Given instruction — Arrange the stretch of items from the line containing "Q: Point to the bush" through the end of the items as a numbered list, with blank lines and pictures left out.

Extracted entries —
^^^^^^^^^^^^^^^^
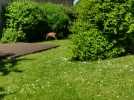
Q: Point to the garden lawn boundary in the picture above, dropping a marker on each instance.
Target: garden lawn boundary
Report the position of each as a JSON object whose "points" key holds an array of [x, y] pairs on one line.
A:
{"points": [[13, 50]]}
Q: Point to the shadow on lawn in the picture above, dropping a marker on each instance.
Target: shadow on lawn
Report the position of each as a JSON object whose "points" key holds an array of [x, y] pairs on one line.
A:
{"points": [[8, 65], [2, 93]]}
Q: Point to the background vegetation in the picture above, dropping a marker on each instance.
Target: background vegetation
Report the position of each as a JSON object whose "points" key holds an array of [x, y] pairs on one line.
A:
{"points": [[112, 19], [28, 21]]}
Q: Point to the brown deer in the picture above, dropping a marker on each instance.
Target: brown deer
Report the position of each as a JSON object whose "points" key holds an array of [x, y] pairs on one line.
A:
{"points": [[50, 35]]}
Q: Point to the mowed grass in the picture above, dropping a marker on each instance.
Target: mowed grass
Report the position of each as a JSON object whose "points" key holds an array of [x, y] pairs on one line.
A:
{"points": [[51, 75]]}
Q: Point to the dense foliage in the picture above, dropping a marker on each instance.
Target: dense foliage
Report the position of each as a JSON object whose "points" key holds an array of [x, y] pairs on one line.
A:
{"points": [[26, 17], [31, 20], [58, 18], [113, 19]]}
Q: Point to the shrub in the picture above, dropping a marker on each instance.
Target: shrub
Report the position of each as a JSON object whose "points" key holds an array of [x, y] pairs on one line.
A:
{"points": [[92, 45], [58, 18], [28, 17], [113, 19]]}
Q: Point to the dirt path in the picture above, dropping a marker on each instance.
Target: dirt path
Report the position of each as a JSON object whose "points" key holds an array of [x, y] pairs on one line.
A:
{"points": [[20, 49]]}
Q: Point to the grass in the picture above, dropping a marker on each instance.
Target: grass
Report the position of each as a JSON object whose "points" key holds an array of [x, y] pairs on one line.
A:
{"points": [[50, 75]]}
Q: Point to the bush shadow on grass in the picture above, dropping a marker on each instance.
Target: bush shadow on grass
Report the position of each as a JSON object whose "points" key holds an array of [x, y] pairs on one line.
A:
{"points": [[3, 93], [8, 65]]}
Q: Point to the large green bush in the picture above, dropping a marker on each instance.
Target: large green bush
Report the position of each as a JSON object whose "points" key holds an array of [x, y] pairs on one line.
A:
{"points": [[113, 19], [28, 17], [92, 45]]}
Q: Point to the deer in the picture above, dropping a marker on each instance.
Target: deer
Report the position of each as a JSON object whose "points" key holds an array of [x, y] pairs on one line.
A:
{"points": [[50, 35]]}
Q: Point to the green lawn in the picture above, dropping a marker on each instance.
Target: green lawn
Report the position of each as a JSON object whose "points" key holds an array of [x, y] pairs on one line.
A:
{"points": [[50, 75]]}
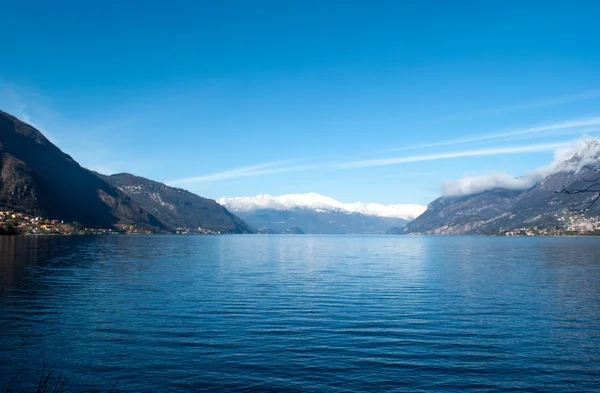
^^^^^^^^^^^^^^^^
Output of the exercise —
1. Q: Point to the bush shadow on grass in the picture above, dropping a marker on each instance.
2. Target: bush shadow on grass
3. Report the position of each as a JSON object whose "points" key holds an array of [x, y] pairs on one line.
4. A:
5. {"points": [[3, 93], [8, 65]]}
6. Q: Point to the large green bush in the picture above, dropping a marker on each instance.
7. Target: large green bush
8. Report the position of each as a JSON object whose "points" key holds an array of [x, y] pairs on one line.
9. A:
10. {"points": [[113, 19], [28, 17], [92, 45]]}
11. Q: Point to the deer in the picture above, dropping a marker on each instance.
12. Target: deer
13. Report the position of each as a JSON object whose "points" key holds an array of [x, y] pairs on one line.
14. A:
15. {"points": [[50, 35]]}
16. Q: Point to the green lawn in the picture above, dropping a marker on each instance.
17. Target: green lawn
18. Report the position of each as a JSON object whose "points" key holds an array of [x, y] pairs on one line.
19. A:
20. {"points": [[50, 75]]}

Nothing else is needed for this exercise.